» Written problem 1: From the blog post below, pull out the stretch from "But it's time" through "an autumn breeze." word for word.
» Written problem 2: What is the title of the debut novella named in the blog post below?
» Written problem 3: Write what comes next in the blog post about Marvin's, picking up after its final sentence.
## Begin Document excerpt
I will get to the apartment later this evening.
But it's time to write now. I'm sitting at my little bistro set on what can barely be called a patio. It's 59 degrees and there is a nice autumn breeze. I know it's spring, but this breeze is definitely an autumn breeze.
Here's a bit of what it looks like at the moment.
Nice and cozy. It smells like it's going to rain soon, but I haven't checked the weather app yet to see. That would just put too much pressure on me to try to bang out some half-assed blog post before the clouds opened up. And by half-assed, I mean more half-assed than normal.
I feel like today is actually the end of an amazing week. So many incredible things happened in the last 7 days that I still am not convinced they are real.
On April 25th, my debut novella, Shadow Initiate, appeared in the Midnight Magic urban fantasy box set. If you don't have it yet, you need to jump on that. After tomorrow it will only be available on Amazon and it will no longer be the pre-order/intro price of ninety-nine pennies. But I digress.
That's what I became last Tuesday. I could easily pen a dozen posts on dreams coming true and as many more on the people in my life who directly and indirectly led me here. And I probably will.
But not tonight.
Tonight is about Marvin's.
A lifetime ago, my freshman year in college was spent at a fine liberal arts college nestled in the god-fearing town of Greencastle, Indiana. I'm not sure why DePauw was on my list of schools to go to, but I got in. I made a mess of the first half of my freshman year and then turned it around the second half. The economy and lack of grants conspired against there being a second year at DePauw, but that's OK. One was enough to experience Marvin's.
When I went to DePauw, Marvin's looked like this (I think...it was 26 years ago) :
That was the thing. Marvin's Delivers. There were pictures plastered all over the walls of DPU Alum with a big sign stating that MARVIN'S DELIVERS TO and then whatever exotic location all over the world they happened to be at. It honestly rivals the OSU Alum doing the O-H-I-O everywhere. Trust me, I've attended both Universities. I know what I'm talking about.
## End Document excerpt
## Begin Record list
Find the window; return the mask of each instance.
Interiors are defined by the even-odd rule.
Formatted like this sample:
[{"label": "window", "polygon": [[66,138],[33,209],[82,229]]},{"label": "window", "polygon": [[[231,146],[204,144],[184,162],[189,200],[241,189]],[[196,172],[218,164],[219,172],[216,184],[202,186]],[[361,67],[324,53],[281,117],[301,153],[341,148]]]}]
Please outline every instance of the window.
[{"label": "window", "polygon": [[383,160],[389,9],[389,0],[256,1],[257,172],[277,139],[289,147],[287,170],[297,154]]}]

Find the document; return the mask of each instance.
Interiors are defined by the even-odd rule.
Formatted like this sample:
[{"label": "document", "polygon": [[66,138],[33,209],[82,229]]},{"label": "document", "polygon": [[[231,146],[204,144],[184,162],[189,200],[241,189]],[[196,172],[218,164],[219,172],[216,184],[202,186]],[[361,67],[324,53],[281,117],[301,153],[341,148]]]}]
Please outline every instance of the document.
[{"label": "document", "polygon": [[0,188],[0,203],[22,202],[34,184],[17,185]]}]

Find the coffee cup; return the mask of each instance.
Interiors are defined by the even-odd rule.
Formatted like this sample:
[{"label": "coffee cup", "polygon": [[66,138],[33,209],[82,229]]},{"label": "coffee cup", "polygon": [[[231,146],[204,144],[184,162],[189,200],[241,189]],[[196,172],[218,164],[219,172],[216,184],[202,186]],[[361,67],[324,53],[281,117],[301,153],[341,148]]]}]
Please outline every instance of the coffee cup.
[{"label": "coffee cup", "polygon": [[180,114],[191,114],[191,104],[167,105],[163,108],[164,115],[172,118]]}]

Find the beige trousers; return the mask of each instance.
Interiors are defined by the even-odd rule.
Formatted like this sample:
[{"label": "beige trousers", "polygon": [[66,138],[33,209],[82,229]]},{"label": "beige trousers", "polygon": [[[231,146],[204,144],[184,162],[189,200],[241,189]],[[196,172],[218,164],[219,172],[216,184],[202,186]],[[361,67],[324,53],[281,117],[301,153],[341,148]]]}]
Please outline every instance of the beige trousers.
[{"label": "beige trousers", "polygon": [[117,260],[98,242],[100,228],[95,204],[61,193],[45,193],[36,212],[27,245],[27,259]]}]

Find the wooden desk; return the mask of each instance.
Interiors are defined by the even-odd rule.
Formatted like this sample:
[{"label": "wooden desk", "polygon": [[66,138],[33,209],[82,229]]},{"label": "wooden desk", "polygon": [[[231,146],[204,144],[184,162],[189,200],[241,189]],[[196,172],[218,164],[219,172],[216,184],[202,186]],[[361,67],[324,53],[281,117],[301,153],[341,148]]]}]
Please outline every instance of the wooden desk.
## End Record list
» Expected output 1:
But it's time to write now. I'm sitting at my little bistro set on what can barely be called a patio. It's 59 degrees and there is a nice autumn breeze. I know it's spring, but this breeze is definitely an autumn breeze.

» Expected output 2: Shadow Initiate

» Expected output 3:
We pulled in to the parking lot at Marvin's. Wait...PARKING LOT? Yes. Parking Lot. From the outside, Marvin had all the markings of a respectable small town sports bar. We could see the many TVs broadcasting their testosterone fueled siren song through the open slatted blinds on the windows.
My fears were assuaged when we walked in. Immediately in the entrance-way we were greeted with walls filled with "Marvin's Delivers To..." pictures from around the world. And for the umpteenth time that week, my eyes filled with tears of joy.
A piece of my history that I didn't think I'd ever get a chance to revisit was wafting over me like the smell of well used fry grease.
The banner that I'm standing in front of was there, at the Marvin's of my DPU days. Seeing myself in front of it, I briefly entertained the notion of dressing up as Marvin for Halloween, but only like 4 people would get it and 2 of them are out of state and wouldn't see it.
After convincing the young co-ed behind the counter that yes, we really did drive 4 hours from Columbus JUST for a GCB, we ordered. It was like no time had passed.
"GCB, Frank's Fries, extra cheese."
"You know Frank's Fries come with cheese sauce?"
"Oh...I know." I smiled the knowing smile of one who was going to use the extra cheese sauce to dip his GCB in.
"Right on." She said. "Drink?"
I looked. They didn't serve Pepsi products anymore. I couldn't order my liter of Dew. That was the order. "GCB, Cheese Fries, Liter of Dew." I opted for a regular fountain drink (of which I made a suicide, so it was still like a trip back in time).
25 years ago this order was about $7. That night it was $12.57. Plus the tank of gas, hotel, and other assorted road trip expenses.
None of that mattered when they brought it to the table.
You will notice the receipt. This required special dispensation from the shift manager sitting behind us in the corner booth. No one at Marvin's is allowed to keep their receipt. If a receipt is lost and recovered by a drunk college...er...a student who has been STUDYING all night, they can come up and claim they never got their food. I had to promise not to leave it behind.
After toying with some of the fries for a bit, I dove in.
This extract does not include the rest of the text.